### TEKS BACAAN
- - - - -

|
SUARA
KARYA, 17 Mei 2013
Secara primordial, tauhid
merupakan kepercayaan atau keyakinan bahwa Allah adalah Esa. Allah adalah satu,
tak ada yang menyamai-Nya. Tauhid ini menjadi dasar misi penyiaran Islam pada
awalnya, fase Mekkah.
Dalam konteks yang lebih jauh,
ternyata tauhid tak hanya menjadi dasar pokok dalam beragama, namun juga dalam
ranah sosial. Dengan bertauhid, manusia akan lebih bisa menemukan jati dirinya
dalam bermasyarakat. Atau, dengan istilah singkatnya, terdapat kecerdasan
tauhid.
Kebutuhan
Beratus-ratus tahun, orang-orang
Barat mengagungkan pembebasan sebagai upaya untuk mengaktulisasikan diri.
Hegemoni gereja pada saat itu telah melahirkan bentuk perlawanan yang sangat
ekstrim. Tak jarang, manusia terjerumus dalam jurang atheisme, suatu paham tak
beragama. Bahkan, mereka juga menyerang agama.
Agama sering dikatakan sebagai
penghilang eksistensi, sebagai candu masyarakat, dan membuat orang tak dewasa,
khususnya bagi orang-orang tak beragama (atheis). Karl Mark menganggap bahwa
agama justru hanya dijadikan sebagai candu dalam masyarakat. Ketika seseorang
telah merasa terjepit baru ingat kepada Tuhannya. Sedangkan, Sigmund Frued
berpandangan bahwa agama justru tak membuat manusia dewasa. Sedikit-sedikit ada
masalah, lari kepada Tuhan. Manusia dianggap hilang eksistensinya.
Lebih jauh, manusia hanya dianggap
sebagai 'tahanan' atas seperangkat aturan-aturan agama. Manusia tak dapat
menunjukkan bahwa 'inilah aku', namun hanya terhegemoni oleh kekuatan lain.
Bahkan, agama dianggap dapat mengkerdilkan potensi dalam diri manusia. Manusia
hanya berserah diri, tanpa sebuah usaha yang maksimal. Sedikit demi sedikit
ketika ada persoalan dan terlihat berat, manusia hanya dapat berkata, 'ini
sudah ketentuan'. Padahal, pintu usaha masih terbuka lebar.

- - - - -

### BAHAN
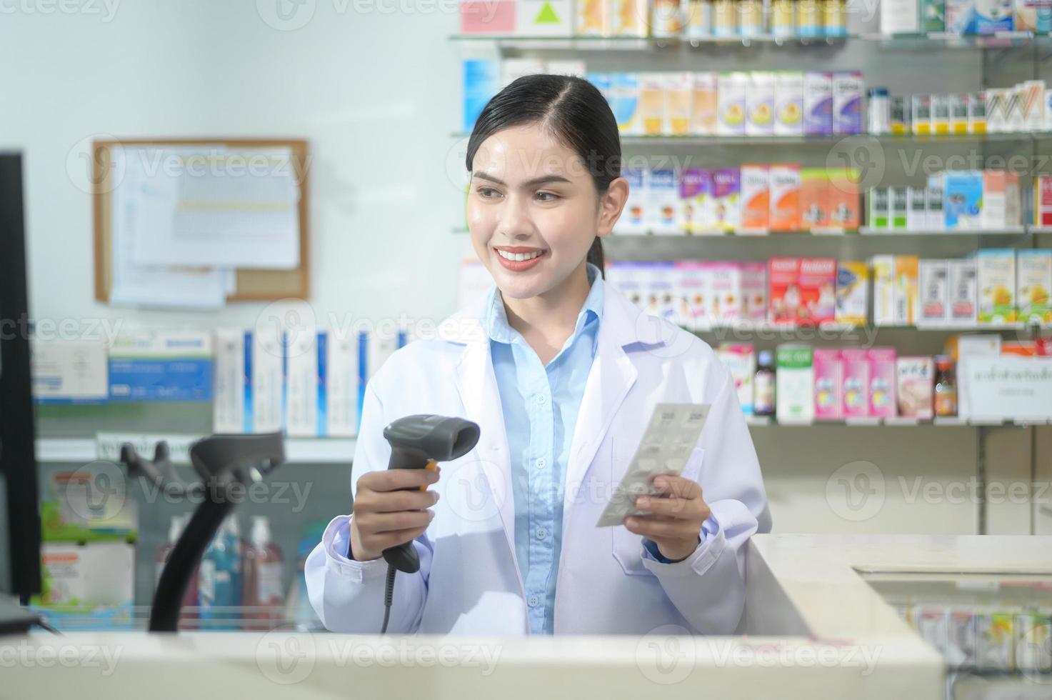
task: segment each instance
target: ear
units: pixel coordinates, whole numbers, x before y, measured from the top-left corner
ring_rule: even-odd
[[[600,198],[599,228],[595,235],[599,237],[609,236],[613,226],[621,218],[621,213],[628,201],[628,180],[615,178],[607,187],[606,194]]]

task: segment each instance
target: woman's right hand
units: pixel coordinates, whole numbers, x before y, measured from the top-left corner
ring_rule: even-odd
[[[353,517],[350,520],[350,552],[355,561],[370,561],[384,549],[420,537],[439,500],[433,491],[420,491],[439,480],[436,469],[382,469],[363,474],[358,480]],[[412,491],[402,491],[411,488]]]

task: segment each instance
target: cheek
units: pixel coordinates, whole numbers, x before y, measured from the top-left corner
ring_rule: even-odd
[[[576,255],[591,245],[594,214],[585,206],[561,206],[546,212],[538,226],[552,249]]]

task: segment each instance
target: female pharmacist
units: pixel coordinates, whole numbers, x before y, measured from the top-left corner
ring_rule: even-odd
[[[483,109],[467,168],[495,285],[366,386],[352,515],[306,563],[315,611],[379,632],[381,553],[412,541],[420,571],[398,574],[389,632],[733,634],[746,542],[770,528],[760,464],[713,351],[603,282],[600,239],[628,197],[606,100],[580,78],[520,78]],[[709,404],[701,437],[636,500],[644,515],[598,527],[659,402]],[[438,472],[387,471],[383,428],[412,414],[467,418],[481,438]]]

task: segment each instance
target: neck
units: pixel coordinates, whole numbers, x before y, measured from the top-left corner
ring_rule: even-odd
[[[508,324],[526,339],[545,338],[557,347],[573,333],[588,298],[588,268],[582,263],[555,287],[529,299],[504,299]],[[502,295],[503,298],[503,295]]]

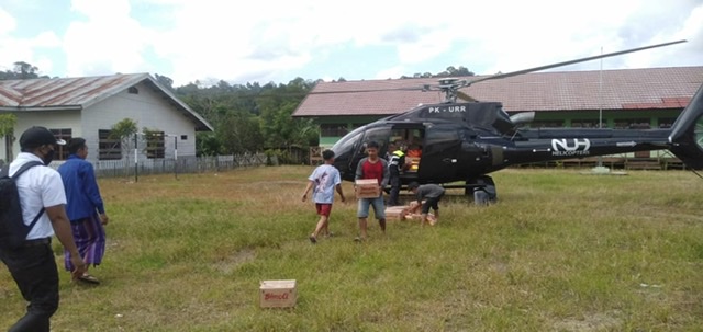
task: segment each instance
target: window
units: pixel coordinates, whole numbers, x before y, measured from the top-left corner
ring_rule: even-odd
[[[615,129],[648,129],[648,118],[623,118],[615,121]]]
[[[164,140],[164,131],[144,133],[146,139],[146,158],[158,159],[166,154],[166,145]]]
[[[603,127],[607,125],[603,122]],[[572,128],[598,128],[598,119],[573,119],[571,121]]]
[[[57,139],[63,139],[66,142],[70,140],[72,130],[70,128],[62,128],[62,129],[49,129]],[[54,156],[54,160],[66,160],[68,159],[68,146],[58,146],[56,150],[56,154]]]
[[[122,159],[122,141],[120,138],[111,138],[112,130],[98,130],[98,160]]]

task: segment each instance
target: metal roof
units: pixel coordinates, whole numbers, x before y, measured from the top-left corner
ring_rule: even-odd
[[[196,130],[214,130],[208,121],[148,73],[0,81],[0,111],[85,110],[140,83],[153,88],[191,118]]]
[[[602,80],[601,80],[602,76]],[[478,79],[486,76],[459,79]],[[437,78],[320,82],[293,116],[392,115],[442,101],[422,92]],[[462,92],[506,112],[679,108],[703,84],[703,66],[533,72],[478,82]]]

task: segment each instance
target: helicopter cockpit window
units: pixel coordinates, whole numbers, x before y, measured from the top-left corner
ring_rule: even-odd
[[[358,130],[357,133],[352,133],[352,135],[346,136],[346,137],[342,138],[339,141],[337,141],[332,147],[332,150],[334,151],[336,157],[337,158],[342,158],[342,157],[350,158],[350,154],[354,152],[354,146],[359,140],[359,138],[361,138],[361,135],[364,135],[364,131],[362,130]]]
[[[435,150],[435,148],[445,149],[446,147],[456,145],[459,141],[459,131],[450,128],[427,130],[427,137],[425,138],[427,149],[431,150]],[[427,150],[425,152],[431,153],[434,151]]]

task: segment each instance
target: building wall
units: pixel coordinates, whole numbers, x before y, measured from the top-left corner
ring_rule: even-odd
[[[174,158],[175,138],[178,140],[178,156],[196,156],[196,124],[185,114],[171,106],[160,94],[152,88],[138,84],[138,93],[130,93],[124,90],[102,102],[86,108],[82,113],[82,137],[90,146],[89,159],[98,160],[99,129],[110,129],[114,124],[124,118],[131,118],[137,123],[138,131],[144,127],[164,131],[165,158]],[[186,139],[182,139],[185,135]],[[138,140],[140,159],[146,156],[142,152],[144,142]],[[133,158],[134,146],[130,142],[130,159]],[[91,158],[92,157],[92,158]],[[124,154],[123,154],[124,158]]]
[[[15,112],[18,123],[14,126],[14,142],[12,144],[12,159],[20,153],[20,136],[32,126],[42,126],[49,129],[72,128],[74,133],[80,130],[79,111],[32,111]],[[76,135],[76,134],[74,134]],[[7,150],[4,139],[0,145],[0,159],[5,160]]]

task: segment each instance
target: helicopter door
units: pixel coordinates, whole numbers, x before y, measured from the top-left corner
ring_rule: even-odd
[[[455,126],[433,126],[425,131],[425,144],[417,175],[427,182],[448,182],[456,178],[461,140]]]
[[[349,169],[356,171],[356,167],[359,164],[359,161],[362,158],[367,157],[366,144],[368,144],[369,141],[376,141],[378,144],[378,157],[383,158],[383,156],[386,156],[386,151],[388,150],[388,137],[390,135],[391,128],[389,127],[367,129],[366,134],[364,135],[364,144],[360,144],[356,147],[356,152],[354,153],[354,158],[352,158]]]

- - - - -

### TUGAS
Ringkaslah tulisan tentang tauhid di atas menjadi dua kalimat.

### JAWABAN
Tauhid, yaitu keyakinan bahwa Allah itu Esa dan tak ada yang menyamai-Nya, menjadi dasar penyiaran Islam pada fase Mekkah dan juga berperan dalam ranah sosial karena membantu manusia menemukan jati dirinya dalam bermasyarakat. Di Barat, perlawanan terhadap hegemoni gereja membuat banyak orang terjerumus ke dalam atheisme dan menyerang agama, yang dianggap sebagai candu masyarakat, membuat manusia tak dewasa, menghilangkan eksistensinya, dan mengkerdilkan potensinya.